## Begin Information provided
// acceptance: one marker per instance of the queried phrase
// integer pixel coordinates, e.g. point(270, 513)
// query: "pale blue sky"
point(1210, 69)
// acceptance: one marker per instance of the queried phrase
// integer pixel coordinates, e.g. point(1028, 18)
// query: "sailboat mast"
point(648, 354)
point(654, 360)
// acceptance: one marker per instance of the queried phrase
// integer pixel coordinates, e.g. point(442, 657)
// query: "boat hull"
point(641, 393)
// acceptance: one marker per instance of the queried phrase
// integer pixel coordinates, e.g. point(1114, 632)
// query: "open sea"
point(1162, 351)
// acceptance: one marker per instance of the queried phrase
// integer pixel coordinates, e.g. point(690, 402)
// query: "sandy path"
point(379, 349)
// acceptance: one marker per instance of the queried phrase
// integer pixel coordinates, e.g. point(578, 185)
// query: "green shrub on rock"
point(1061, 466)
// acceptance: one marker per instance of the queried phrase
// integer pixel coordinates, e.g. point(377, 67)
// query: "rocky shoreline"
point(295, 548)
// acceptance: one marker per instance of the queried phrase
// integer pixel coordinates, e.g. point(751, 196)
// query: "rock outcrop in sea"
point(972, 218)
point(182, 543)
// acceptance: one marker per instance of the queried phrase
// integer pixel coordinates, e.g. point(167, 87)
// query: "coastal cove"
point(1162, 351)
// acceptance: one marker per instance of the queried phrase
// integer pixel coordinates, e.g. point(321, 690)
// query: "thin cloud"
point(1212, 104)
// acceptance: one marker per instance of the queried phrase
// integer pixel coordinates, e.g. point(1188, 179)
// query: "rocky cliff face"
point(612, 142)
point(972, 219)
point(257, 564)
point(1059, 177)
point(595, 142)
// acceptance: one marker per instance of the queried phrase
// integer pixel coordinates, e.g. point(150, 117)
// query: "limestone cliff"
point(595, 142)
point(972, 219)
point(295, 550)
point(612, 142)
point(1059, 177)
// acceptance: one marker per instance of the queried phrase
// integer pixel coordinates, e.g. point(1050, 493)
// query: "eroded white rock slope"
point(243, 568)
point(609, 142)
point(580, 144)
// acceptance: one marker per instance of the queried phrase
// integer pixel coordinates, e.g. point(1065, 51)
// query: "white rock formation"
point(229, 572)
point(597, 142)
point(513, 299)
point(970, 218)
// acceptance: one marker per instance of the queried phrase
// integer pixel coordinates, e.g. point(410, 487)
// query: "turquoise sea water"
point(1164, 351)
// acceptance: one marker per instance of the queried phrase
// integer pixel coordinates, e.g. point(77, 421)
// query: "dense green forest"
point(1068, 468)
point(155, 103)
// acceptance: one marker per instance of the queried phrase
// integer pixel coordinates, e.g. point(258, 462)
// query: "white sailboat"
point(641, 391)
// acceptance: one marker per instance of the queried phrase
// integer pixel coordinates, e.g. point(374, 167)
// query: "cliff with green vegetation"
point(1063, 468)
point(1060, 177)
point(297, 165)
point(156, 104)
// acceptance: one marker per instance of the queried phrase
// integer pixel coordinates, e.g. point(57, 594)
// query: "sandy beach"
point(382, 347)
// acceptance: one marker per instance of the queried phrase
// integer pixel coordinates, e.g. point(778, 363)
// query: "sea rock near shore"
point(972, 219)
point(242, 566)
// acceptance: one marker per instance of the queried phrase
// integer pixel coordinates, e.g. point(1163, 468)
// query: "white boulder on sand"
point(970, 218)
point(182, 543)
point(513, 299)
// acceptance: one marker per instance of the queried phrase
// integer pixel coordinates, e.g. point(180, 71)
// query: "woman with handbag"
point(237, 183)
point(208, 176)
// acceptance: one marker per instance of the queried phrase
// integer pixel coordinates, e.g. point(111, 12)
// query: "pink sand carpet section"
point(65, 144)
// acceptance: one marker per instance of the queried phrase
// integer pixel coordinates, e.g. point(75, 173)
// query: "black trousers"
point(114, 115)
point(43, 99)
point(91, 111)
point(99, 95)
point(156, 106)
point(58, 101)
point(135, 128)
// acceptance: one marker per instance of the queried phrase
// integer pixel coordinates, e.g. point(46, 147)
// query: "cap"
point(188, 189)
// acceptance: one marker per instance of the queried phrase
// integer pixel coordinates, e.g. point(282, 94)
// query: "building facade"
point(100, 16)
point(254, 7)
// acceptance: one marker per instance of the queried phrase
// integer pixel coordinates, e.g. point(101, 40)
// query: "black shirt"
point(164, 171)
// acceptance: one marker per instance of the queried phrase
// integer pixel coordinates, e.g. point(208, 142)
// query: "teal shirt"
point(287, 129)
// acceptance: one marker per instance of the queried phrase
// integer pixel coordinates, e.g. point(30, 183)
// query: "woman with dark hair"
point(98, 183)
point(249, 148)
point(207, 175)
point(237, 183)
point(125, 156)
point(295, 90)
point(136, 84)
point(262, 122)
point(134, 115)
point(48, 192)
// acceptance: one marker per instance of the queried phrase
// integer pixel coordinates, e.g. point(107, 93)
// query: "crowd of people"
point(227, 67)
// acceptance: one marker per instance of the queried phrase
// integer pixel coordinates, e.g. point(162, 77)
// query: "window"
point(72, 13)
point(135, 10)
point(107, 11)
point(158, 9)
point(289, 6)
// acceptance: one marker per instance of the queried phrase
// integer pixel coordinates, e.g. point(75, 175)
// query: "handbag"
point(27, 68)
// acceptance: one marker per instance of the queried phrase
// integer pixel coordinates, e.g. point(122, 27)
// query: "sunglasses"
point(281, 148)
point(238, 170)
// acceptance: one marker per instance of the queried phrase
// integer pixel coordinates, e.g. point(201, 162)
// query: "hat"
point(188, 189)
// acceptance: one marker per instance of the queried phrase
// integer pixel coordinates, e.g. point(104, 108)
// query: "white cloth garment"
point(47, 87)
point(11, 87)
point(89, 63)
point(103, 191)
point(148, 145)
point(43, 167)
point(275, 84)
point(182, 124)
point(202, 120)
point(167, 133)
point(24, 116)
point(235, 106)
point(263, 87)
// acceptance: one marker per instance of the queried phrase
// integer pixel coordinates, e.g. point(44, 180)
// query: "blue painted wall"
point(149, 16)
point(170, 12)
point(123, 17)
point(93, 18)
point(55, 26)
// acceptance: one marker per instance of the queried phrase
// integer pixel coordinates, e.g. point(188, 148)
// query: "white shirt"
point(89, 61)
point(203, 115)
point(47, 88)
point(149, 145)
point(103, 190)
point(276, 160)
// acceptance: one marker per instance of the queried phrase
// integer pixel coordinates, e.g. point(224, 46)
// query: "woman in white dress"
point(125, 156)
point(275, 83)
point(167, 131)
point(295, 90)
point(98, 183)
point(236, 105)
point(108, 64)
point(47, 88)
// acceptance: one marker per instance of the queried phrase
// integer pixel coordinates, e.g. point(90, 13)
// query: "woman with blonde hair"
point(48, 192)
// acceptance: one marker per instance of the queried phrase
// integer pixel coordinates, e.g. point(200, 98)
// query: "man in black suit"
## End Information provided
What to work on - Please locate every line above that contains the word "with" and copy each one out in full.

Answer to the exercise -
// query: "cliff with green vegetation"
// query: "woman with handbag"
// query: "woman with dark hair"
// query: "woman with blonde hair"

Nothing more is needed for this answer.